**Supplied passage**

** begin **

Question

The electric field of an electromagnetic wave has the form \( \vec{E} = E_0 \cos(\omega t - kz)\hat{i} \). At \( z = 0 \), a test particle of charge \( q \) and velocity \( \vec{v} = 0.5c \hat{k} \) (where \( c \) is the speed of light) is placed. The total instantaneous force on the particle is:

• A. \( \frac{qE_0}{2} \hat{i} \)
• B. \( \frac{qE_0}{\sqrt{2}} (\hat{i} + \hat{j}) \)
• C. \( \frac{qE_0}{2} (\hat{i} - \hat{k}) \)
• D. Zero

Hint:

Always consider both electric and magnetic field effects when calculating Lorentz force in electromagnetic waves.

Answer 1

The Correct Option is A

Step 1: Determine the magnetic field.
For an electromagnetic wave propagating along \( z \)-axis, \[ \vec{B} = \frac{E_0}{c} \cos(\omega t - kz) \hat{j}. \] Step 2: Calculate the Lorentz force.
\[ \vec{F} = q(\vec{E} + \vec{v} \times \vec{B}). \] At \( z = 0 \): \[ \vec{E} = E_0 \cos(\omega t) \hat{i}, \quad \vec{B} = \frac{E_0}{c} \cos(\omega t) \hat{j}. \] Since \( \vec{v} = 0.5c \hat{k} \): \[ \vec{v} \times \vec{B} = 0.5c \hat{k} \times \frac{E_0}{c}\hat{j} = -0.5E_0 \hat{i}. \] Step 3: Total force.
\[ \vec{F} = qE_0 \cos(\omega t)\hat{i} + q(-0.5E_0 \cos(\omega t)\hat{i}) = \frac{qE_0}{2}\cos(\omega t)\hat{i}. \] Step 4: Final Answer.
The instantaneous force is \( \frac{qE_0}{2}\hat{i}. \)

** end **

**The request**
In the electromagnetic wave problem, which answer option does the worked solution name as correct?

**Extracted records**
** begin **

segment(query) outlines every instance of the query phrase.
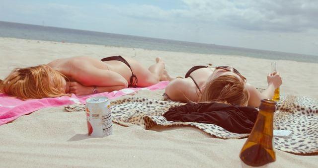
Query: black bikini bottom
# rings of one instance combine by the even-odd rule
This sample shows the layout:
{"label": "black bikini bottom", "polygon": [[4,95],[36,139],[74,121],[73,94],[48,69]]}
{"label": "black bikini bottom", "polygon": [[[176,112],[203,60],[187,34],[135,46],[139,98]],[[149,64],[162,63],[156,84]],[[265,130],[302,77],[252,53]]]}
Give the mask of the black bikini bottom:
{"label": "black bikini bottom", "polygon": [[[129,64],[128,64],[128,62],[127,61],[126,61],[126,60],[124,58],[122,57],[122,56],[117,56],[108,57],[103,58],[101,60],[101,61],[103,62],[107,61],[119,61],[120,62],[122,62],[125,63],[126,65],[127,65],[127,66],[128,66],[128,67],[130,69],[130,71],[131,71],[132,75],[131,75],[131,77],[130,77],[130,84],[129,85],[129,86],[132,86],[132,87],[135,87],[137,86],[137,83],[138,83],[138,79],[137,79],[137,77],[135,74],[134,74],[134,73],[133,72],[133,70],[131,69],[131,67],[130,67],[130,65],[129,65]],[[135,83],[135,84],[133,84],[134,83]]]}
{"label": "black bikini bottom", "polygon": [[191,68],[190,70],[189,70],[189,71],[188,71],[188,72],[187,72],[186,74],[185,74],[185,76],[184,76],[184,78],[187,78],[188,77],[190,77],[192,81],[193,81],[193,82],[194,83],[194,84],[195,84],[195,85],[197,86],[197,88],[198,88],[198,89],[199,89],[199,91],[200,91],[200,92],[201,93],[201,89],[200,89],[200,87],[199,87],[199,85],[198,84],[197,84],[197,82],[195,82],[195,81],[194,80],[194,79],[193,79],[193,78],[192,78],[192,77],[191,77],[190,75],[191,74],[191,73],[192,73],[193,71],[197,70],[197,69],[201,69],[201,68],[208,68],[208,66],[202,66],[202,65],[199,65],[198,66],[194,66],[192,68]]}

** end **

**Response for this exercise**
Option A, \( \frac{qE_0}{2} \hat{i} \).